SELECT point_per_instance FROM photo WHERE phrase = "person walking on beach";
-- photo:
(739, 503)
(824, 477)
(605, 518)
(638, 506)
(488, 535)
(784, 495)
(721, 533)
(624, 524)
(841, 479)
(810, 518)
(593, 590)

---

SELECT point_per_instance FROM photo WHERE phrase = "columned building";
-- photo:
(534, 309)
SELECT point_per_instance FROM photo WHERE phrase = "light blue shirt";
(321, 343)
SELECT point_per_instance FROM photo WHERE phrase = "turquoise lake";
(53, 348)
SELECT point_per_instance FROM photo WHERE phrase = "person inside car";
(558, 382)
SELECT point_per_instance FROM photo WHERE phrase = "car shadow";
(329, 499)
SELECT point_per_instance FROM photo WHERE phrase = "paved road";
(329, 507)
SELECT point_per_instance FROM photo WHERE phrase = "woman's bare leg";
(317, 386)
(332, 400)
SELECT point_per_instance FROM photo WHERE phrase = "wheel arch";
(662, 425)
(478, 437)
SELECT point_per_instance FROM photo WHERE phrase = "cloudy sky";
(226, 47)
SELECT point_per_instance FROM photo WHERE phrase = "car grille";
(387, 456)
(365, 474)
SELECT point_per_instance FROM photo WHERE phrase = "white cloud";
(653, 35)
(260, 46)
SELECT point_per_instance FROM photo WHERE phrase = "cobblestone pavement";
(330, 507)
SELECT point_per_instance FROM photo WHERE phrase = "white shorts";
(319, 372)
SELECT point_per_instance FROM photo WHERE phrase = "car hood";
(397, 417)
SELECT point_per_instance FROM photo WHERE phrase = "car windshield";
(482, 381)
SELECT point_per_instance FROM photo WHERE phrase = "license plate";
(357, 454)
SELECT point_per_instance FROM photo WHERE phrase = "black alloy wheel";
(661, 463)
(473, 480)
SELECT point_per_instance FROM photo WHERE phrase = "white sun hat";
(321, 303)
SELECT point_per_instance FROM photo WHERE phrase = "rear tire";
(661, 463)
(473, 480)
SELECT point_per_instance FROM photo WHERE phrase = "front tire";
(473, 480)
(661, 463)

EXERCISE GOAL - Which lines in the entries above contain the string "white"? Gather every one of them, treating uppercase and lowercase as different.

RESULT BELOW -
SELECT point_per_instance FROM photo WHERE phrase = "white cloud";
SELECT point_per_instance FROM photo WHERE phrase = "white shorts";
SELECT point_per_instance FROM photo WHERE phrase = "white sun hat";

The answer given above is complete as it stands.